ОПИСАНИЕ ЗАДАНИЯ: Перепечатайте целиком и без каких-либо изменений приведённый ниже отрывок о гербарии.

ОТРЫВОК ДЛЯ ЧТЕНИЯ:
- - -
Ancolie Bleue des Alpes[209], Экс в Валлисе, 1. IX. 69. От англичанина в гостинице. «Альпийский голубок, в цвет ваших глаз».

Eperviére auricule[210]. 25. X. 69. Экс, за оградой альпийского садика экс-доктора Лапинэ.

«Правда о Терре», которую отдала мне Аква, прежде чем вернуться в свой Дом. 14. XII. 69.

Искусственный эдельвейс, принесенный моей новой сиделкой с запиской от Аквы, где сказано, что он снят с «мизерной и странноватой» рождественской елки в ее Доме. 25. XII. 69.

Лепесток орхидеи, одной из 99 орхидей, а как же иначе, которыми разрешилась вчера срочная почта, доставившая их, c'est bien le cas de le dire[211], с виллы «Армина» в Приморских Альпах. Отложила десяток, чтобы снести Акве в ее Дом. Экс в Валлисе, Швейцария. «Снегопад в хрустальном шаре Судьбы», — как он нередко говаривал. (Дата стерта.)

Gentiane de Koch[212]«немого генциария» лапочка Лапинэ. 5. I. 1870.

Из этих скудных данных дети выводят множество фантастически изощренных заключений, куда более загадочных, чем сам гербарий.
- - -
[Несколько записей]
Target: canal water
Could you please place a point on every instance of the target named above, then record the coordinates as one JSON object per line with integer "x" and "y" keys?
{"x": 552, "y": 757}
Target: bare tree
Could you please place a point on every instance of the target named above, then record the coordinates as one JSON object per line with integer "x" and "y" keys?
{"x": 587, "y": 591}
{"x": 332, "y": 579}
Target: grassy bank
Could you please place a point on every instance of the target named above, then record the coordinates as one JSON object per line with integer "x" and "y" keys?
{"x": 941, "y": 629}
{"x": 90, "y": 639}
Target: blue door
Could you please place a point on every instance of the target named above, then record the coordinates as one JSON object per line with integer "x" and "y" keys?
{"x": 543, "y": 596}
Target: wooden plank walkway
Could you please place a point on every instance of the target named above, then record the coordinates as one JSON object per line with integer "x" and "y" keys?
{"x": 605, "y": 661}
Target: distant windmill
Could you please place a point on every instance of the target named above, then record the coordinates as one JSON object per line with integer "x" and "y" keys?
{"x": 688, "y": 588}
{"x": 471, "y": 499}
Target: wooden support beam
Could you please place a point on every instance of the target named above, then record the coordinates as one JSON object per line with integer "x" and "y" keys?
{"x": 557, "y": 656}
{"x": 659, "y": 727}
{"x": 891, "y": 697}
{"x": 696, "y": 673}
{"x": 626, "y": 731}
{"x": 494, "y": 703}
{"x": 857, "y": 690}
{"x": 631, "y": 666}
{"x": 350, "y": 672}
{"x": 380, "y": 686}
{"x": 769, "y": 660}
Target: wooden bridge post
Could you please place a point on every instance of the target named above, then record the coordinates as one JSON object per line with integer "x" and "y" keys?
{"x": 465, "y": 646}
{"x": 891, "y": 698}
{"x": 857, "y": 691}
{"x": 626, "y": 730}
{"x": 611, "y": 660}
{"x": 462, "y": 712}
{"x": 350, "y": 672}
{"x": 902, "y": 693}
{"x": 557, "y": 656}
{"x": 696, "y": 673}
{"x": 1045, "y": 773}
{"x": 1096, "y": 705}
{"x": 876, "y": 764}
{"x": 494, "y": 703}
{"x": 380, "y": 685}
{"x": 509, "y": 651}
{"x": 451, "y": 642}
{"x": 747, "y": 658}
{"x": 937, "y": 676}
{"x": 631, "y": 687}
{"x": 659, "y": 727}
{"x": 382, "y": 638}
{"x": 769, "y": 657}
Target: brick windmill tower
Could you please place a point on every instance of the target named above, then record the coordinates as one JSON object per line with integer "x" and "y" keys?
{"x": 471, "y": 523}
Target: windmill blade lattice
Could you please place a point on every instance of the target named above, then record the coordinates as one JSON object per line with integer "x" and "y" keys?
- - -
ПОЛНЫЙ ВЫВОД:
Ancolie Bleue des Alpes[209], Экс в Валлисе, 1. IX. 69. От англичанина в гостинице. «Альпийский голубок, в цвет ваших глаз».

Eperviére auricule[210]. 25. X. 69. Экс, за оградой альпийского садика экс-доктора Лапинэ.

«Правда о Терре», которую отдала мне Аква, прежде чем вернуться в свой Дом. 14. XII. 69.

Искусственный эдельвейс, принесенный моей новой сиделкой с запиской от Аквы, где сказано, что он снят с «мизерной и странноватой» рождественской елки в ее Доме. 25. XII. 69.

Лепесток орхидеи, одной из 99 орхидей, а как же иначе, которыми разрешилась вчера срочная почта, доставившая их, c'est bien le cas de le dire[211], с виллы «Армина» в Приморских Альпах. Отложила десяток, чтобы снести Акве в ее Дом. Экс в Валлисе, Швейцария. «Снегопад в хрустальном шаре Судьбы», — как он нередко говаривал. (Дата стерта.)

Gentiane de Koch[212]«немого генциария» лапочка Лапинэ. 5. I. 1870.

Из этих скудных данных дети выводят множество фантастически изощренных заключений, куда более загадочных, чем сам гербарий.